MIA: History: ETOL: Document: Education for Socialist Bulletin: The Antiwar Strategy of the SWP and the YSA.

Encyclopedia of Trotskyism On-Line

—Revolutionary Antiwar Policy and Practice—

B.

From “After the May Upsurge: Young Socialists and the Student Movement.”

[The following is an analysis on the May, 1970 events from “After the May Upsurge: Young Socialists and the Student Movement,” the political resolution adopted by the Young Socialist Alliance convention in December 1970. This excerpt is reprinted from the Young Socialist Discussion Bulletin, Volume 14, No. 4.]

The 1970s will be a decade of profound crises for American capitalism and of unprecedented opportunities for revolutionary socialists. We in the YSA are optimistic about the prospects for organizing masses of people in struggle against the U.S. ruling class and its government in Washington. Our experience in 1970 has confirmed our view that the current radicalization, which began in the 1960s, can lead to the elimination of capitalism in the stronghold of world imperialism through a socialist revolution in the United States.

The May Upsurge

In May 1970, two government actions— the invasion of Cambodia and the massacre of students at Kent State— touched off the largest student general strike in history. The invasion of Cambodia by U.S. forces represented a decision by the Nixon administration to extend and intensify the war in Southeast Asia. The murder of the Kent students symbolized the attempts of the ruling class to silence one of the most dynamic and effective opponents of Washington’s war plans, the student movement.

The combination of these two events, which were followed by the gunning down of Black youth in Augusta, Ga, and at Jackson State, in Mississippi, triggered a nationwide student upsurge which threw the entire country into a major social crisis, producing shock waves which have not yet subsided.

The size and scope of the campus actions were unparalleled. The Carnegie Commission on Higher Education, headed by Clark Kerr, reported on the extent of the May campus upsurge: major protests occurred on 1454 campuses (out of a total of 2551); and 550 campuses had strikes which completely halted the normal functioning of the schools.

One of the most significant features of the upheaval was the creation of new forms of struggle by the mobilized masses of students. For the first time in history, striking students “opened up” their schools as antiwar universities. Students began reconstituting their schools, turning them into instruments of struggle against the war. Taking control of the school facilities, students used them for reaching out to involve other sectors of the population in the antiwar movement. The process of attempting to reach out beyond the campus demonstrated an understanding by students of the need to link up with more powerful social layers in order to win their aims. This understanding represents a new advanced consciousness among thousands of students about the student movement’s role in fighting for social change.

Excerpts of pointing data
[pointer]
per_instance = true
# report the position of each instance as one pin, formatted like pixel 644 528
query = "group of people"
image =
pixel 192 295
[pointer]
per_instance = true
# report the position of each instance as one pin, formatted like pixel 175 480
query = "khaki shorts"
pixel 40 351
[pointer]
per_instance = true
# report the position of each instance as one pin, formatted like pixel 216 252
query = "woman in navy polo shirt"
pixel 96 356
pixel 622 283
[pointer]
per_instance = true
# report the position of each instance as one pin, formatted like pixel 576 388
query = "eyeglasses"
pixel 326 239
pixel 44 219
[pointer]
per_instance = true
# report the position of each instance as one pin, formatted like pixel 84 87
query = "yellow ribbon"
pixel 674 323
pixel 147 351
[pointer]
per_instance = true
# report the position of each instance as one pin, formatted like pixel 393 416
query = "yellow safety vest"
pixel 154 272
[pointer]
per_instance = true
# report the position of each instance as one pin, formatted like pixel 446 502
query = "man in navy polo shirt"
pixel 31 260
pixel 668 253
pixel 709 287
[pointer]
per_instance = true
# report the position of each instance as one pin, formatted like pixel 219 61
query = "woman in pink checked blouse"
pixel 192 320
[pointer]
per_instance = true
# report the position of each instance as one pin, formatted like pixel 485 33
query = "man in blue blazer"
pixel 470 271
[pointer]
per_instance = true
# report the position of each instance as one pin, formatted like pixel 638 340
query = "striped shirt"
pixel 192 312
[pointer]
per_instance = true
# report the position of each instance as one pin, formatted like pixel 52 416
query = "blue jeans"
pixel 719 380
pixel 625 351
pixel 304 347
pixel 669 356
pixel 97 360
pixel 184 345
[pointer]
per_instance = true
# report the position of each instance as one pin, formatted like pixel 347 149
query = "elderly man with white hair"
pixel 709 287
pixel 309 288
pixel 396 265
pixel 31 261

SHORT PROBLEM
Print the passage from the resolution on the May 1970 student upsurge word for word, starting at "The size and" and ending at "of the schools.".

FULL ANSWER
The size and scope of the campus actions were unparalleled. The Carnegie Commission on Higher Education, headed by Clark Kerr, reported on the extent of the May campus upsurge: major protests occurred on 1454 campuses (out of a total of 2551); and 550 campuses had strikes which completely halted the normal functioning of the schools.